→ PASSAGE FOURNI
——

Reconnu par l’Etat suédois comme religion officielle, le kopimisme, prônant la liberté de partage des informations, prêche sa bonne parole à travers le monde. Le Parti pirate, son pendant politique, a déjà ses premiers élus et espère faire une percée en Belgique.

« L’information est sacrée, le code est la loi, copier est un sacrement. » Ne vous moquez pas : en Suède, vous pourriez être taxé de blasphémateur par les adeptes du kopimisme (dérivé de l’anglais « copy me ») pour avoir critiqué leurs principes. Depuis l’an passé, les pirates du Web ont leur religion reconnue officiellement par l’Etat scandinave !

Isak Gerson, 21 ans, chef spirituel de l’organisation et étudiant en philosophie installé dans la ville universitaire d’Uppsala, invite à rejoindre la Kopimistsamfundet (communauté du kopimisme) qu’il définit comme « une philosophie s’opposant aux droits d’auteur sur toutes ses formes et encourageant le piratage de tous les types de médias comme la musique, les films, les émissions TV et les logiciels ». Le kopimisme, qui revendique 5 000 membres dans le monde, entend convertir d’autres adeptes incitant tous les fidèles à faire du prosélytisme par le biais du désormais célèbre copiez-collez. Les raccourcis clavier CTRL + C et CTRL + V représentent d’ailleurs les gestes sacrés du dogme suédois…

Les kopimistes ont des ambitions dans la sphère spirituelle et dans le champ politique : ils entretiennent d’étroits liens avec le Parti pirate suédois. Le plus bel exemple de cette filiation reste Gustav Nipe, co-fondateur du kopimisme et président de l’association étudiante du parti. Créé en 2006, le Piratpartiet qui milite notamment pour une réforme des droits de la propriété intellectuelle, des brevets et le développement d’une démocratie directe, est vite devenu populaire suite à la fermeture du site de téléchargement The Pirate Bay. « Le gouvernement suédois a cédé sous la pression de l’industrie américaine du divertissement en violant les droits des citoyens suédois. Ça a vexé le peuple », explique Rickard Falkvinge, président du Piratpartiet, dans le documentaire Good Copy, Bad Copy.

——

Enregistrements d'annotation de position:

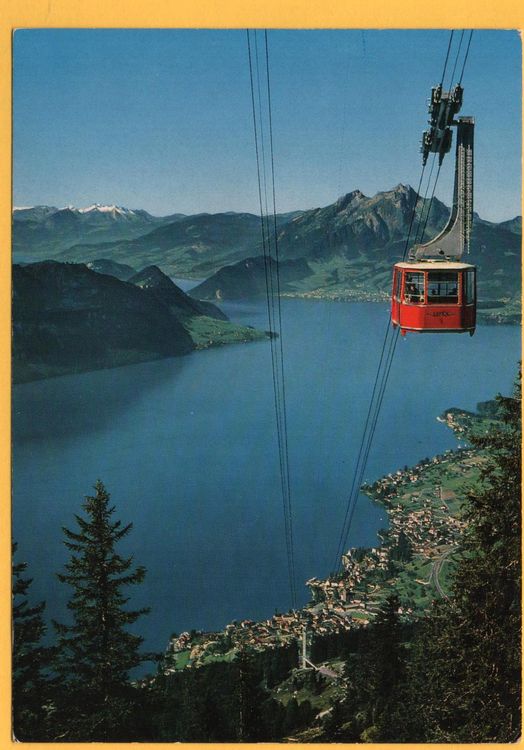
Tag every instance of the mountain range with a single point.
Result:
(346, 249)
(70, 318)
(42, 232)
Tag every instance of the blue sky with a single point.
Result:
(161, 119)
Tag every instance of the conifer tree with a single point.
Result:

——

→ OBJECTIFS
[1] Reproduisez à l'identique le passage du texte sur le kopimisme compris entre « Les kopimistes ont » et « Copy, Bad Copy. », ces deux bornes incluses.
[2] Poursuivez le texte sur le kopimisme à partir de sa dernière phrase.

→ RÉSULTATS DE L'EXERCICE
[1]
Les kopimistes ont des ambitions dans la sphère spirituelle et dans le champ politique : ils entretiennent d’étroits liens avec le Parti pirate suédois. Le plus bel exemple de cette filiation reste Gustav Nipe, co-fondateur du kopimisme et président de l’association étudiante du parti. Créé en 2006, le Piratpartiet qui milite notamment pour une réforme des droits de la propriété intellectuelle, des brevets et le développement d’une démocratie directe, est vite devenu populaire suite à la fermeture du site de téléchargement The Pirate Bay. « Le gouvernement suédois a cédé sous la pression de l’industrie américaine du divertissement en violant les droits des citoyens suédois. Ça a vexé le peuple », explique Rickard Falkvinge, président du Piratpartiet, dans le documentaire Good Copy, Bad Copy.

[2]
Les pirates suédois sont donc partis à l’abordage des urnes décrochant deux sièges d’eurodéputés en 2009.

En Belgique, le parti n’a pas encore d’élu, mais espère marcher sur les traces de sa maison-mère : « J’ai obtenu 238 voix en seulement trois semaines de campagne, ce n’est pas si mal, plaisante Line Callebaut, candidate à Bruxelles-ville lors des communales d’octobre dernier et secrétaire générale du Parti pirate belge. Beaucoup de gens sont intéressés et nous suivent. Le problème, c’est qu’on n’a pas d’argent. Cela pourrait donc être intéressant de voir le kopimisme reconnu comme religion ici aussi… »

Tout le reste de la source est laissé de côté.